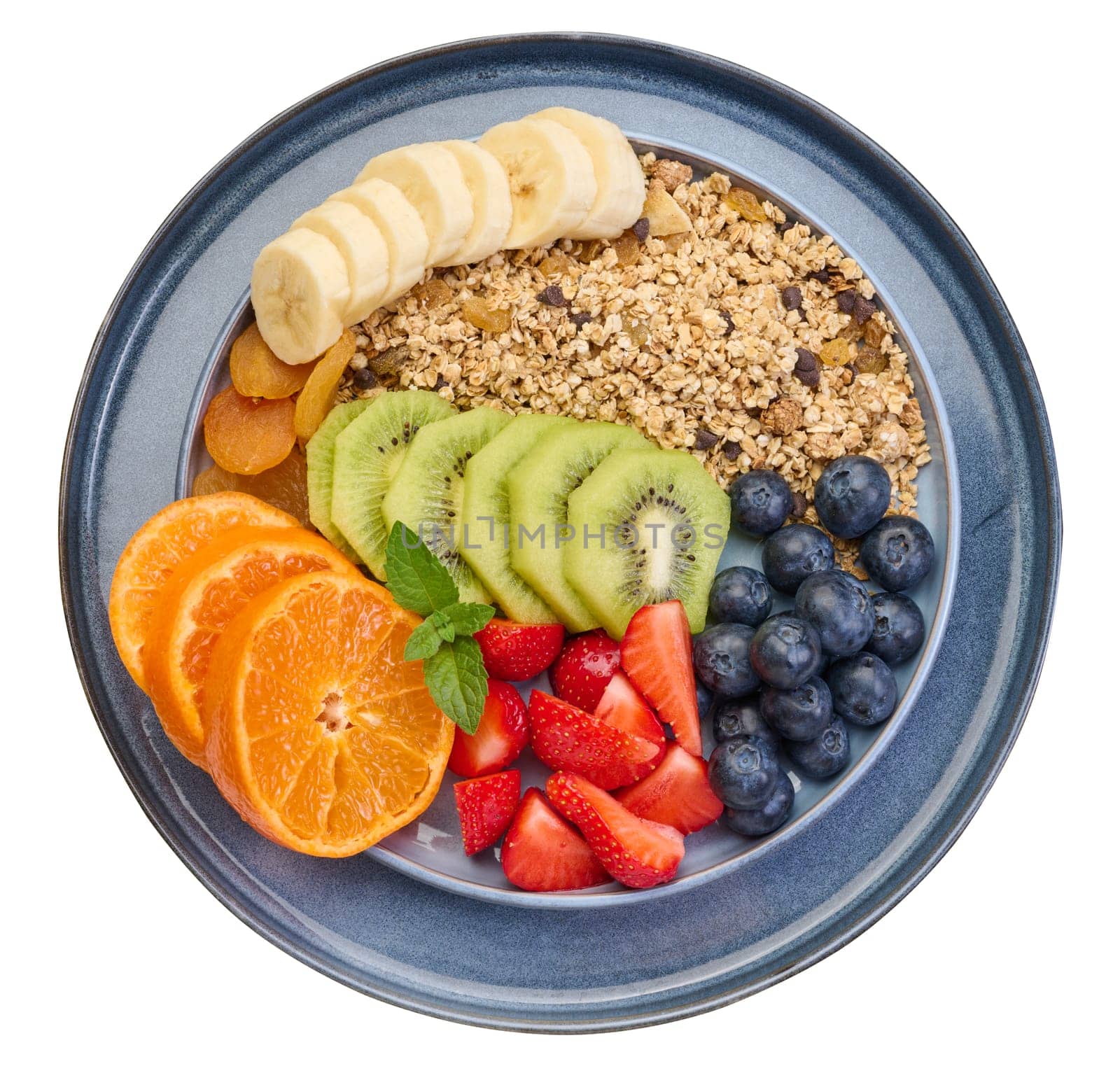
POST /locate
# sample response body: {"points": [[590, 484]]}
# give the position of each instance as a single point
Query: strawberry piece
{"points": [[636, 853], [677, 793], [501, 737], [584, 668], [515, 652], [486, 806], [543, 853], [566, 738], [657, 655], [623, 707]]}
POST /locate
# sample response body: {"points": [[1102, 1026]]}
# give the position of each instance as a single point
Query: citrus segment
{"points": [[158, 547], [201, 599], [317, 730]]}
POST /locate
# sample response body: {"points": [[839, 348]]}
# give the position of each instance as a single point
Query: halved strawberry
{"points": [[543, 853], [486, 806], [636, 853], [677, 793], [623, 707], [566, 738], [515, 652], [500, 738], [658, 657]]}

◇ ◇ ◇ ◇ ◇

[Assigned task]: Your answer must be the line that contains "Query: strawberry piece" and every line after it to the end of the records, reproduced exactly.

[Reply]:
Query: strawberry piece
{"points": [[636, 853], [677, 793], [501, 737], [584, 668], [515, 652], [486, 806], [543, 853], [566, 738], [657, 655], [623, 707]]}
POST /locate
# sample response body: {"points": [[1102, 1026]]}
# give the position of each instance as a single point
Query: citrus segment
{"points": [[158, 547], [201, 599], [317, 730]]}
POST /locate
# sample response body: {"points": [[839, 348]]}
# give the position of each instance as a single point
Query: halved strawberry
{"points": [[543, 853], [486, 806], [636, 853], [677, 793], [623, 707], [566, 738], [515, 652], [500, 738], [658, 657]]}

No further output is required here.